[PATCH 06/12] powerpc/xive: Native exploitation of the XIVE interrupt controller

Benjamin Herrenschmidt benh at kernel.crashing.org
Wed Apr 5 00:12:30 AEST 2017


On Tue, 2017-04-04 at 23:03 +1000, Michael Ellerman wrote:
> 
> >  14 files changed, 2186 insertions(+), 12 deletions(-)
> 
> I'm not going to review this in one go, given it's 10:30pm already.

Well, good, I was about to send (well tomorrow morning actually) v2
hoping it was going to be final since nobody else hard reviewed it :-)

> +extern void __iomem *xive_tm_area;
> 
> I think Paul already commented on "tm" being an overly used acronym.

He asked me to spell it out in a comment which I did in v2. I haven't
changed the name of the variable though which percolates through the
KVM bits etc... I could rename it (painfully) to use "tma" instead
(Thread Management Area).

> > +extern u32 xive_tm_offset;
> > +
> > +/*
> > + * Per-irq data (irq_get_handler_data for normal IRQs), IPIs
> > + * have it stored in the xive_cpu structure. We also cache
> > + * for normal interrupts the current target CPU.
> > + */
> > +struct xive_irq_data {
> > +	/* Setup by backend */
> > +	u64 flags;
> > +#define XIVE_IRQ_FLAG_STORE_EOI	0x01
> > +#define XIVE_IRQ_FLAG_LSI	0x02
> > +#define XIVE_IRQ_FLAG_SHIFT_BUG	0x04
> > +#define XIVE_IRQ_FLAG_MASK_FW	0x08
> > +#define XIVE_IRQ_FLAG_EOI_FW	0x10
> 
> I don't love that style, prefer them just prior to the struct.

I much prefer having the definitions next to the variable they apply
to but if you feel strongly about it, I will move them.
 
> > +	u64 eoi_page;
> > +	void __iomem *eoi_mmio;
> > +	u64 trig_page;
> > +	void __iomem *trig_mmio;
> > +	u32 esb_shift;
> > +	int src_chip;
> 
> Why not space out the members like you do in xive_q below, I think
> that looks better given you have the long __iomem lines.

Ok.

* [RECORD LIST]:
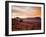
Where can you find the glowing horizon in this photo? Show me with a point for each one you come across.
(25, 12)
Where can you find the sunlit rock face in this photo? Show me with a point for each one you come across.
(26, 11)
(26, 18)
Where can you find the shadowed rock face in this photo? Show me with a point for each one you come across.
(26, 23)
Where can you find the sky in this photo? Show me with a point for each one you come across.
(26, 11)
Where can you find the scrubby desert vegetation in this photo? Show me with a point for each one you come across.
(26, 23)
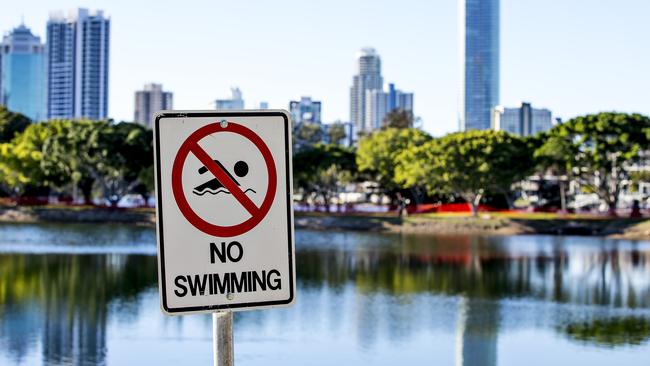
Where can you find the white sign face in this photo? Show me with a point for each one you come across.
(224, 214)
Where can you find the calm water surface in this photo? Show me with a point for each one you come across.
(87, 294)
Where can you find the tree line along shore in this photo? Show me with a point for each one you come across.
(428, 224)
(600, 154)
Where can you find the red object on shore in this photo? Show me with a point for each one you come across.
(448, 207)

* [YOUR TASKS]:
(1) In the XIVE patch review thread, what name does the reply offer as a possible replacement for the "tm" variable naming?
(2) Write the next part of the XIVE patch review thread, picking up after its final reply.
The items have no connection to the XIVE patch review thread.

* [RESPONSES IN ORDER]:
(1) "tma," short for Thread Management Area.

(2)
> > +
> > +	/* Setup/used by frontend */
> > +	int target;
> > +	bool saved_p;
> > +};
> > +#define XIVE_INVALID_CHIP_ID	-1
> > +
> > +/* A queue tracking structure in a CPU */
> > +struct xive_q {
> > +	__be32 			*qpage;
> > +	u32			msk;
> > +	u32			idx;
> > +	u32			toggle;
> > +	u64			eoi_phys;
> > +	void __iomem		*eoi_mmio;
> > +	u32			esc_irq;
> > +	atomic_t		count;
> > +	atomic_t		pending_count;
> > +};
> > +
> > +/*
> > + * "magic" ESB MMIO offsets
> 
> What's an ESB?

Well, the problem here is that if I start answering that one along with
a chunk of the rest of your questions, I basically end up writing a
summary of the XIVE specification in comments, which would probably
take 2 or 3 pages ;-)

I don't know where to start there or rather how far to go. I could
spell out the acronyms but it's not necessarily that useful.

Another problem with XIVE is that everything has 2 names ! The original
design came with (rather sane) names but the "architects" later on
renamed everything into weird stuff. For example, the HW name of an
event queue descriptor is "EQD". The "architecture" name is "END"
(Event Notification Descriptor I *think*).

Sadly bcs we have docs mix & matching both, I ended up accidentally
making a bit of a mess myself though I've generally favored the HW
names (EQ vs. END, VP (Virtual Processor) vs. NVT (Notification Virtual
Target), etc... 

> If here you put:
> 
> #define pr_fmt(fmt) "xive: " fmt
> 
> Then you can drop the prefix from every pr_xxx() in the whole file.

Yup. I live in the past obviously :-)

> > +/*
> > + * A "disabled" interrupt should never fire, to catch problems
> > + * we set its logical number to this
> > + */
> > +#define XIVE_BAD_IRQ		0x7fffffff
> 
> Can it be anything? How about 0x7fbadbad ?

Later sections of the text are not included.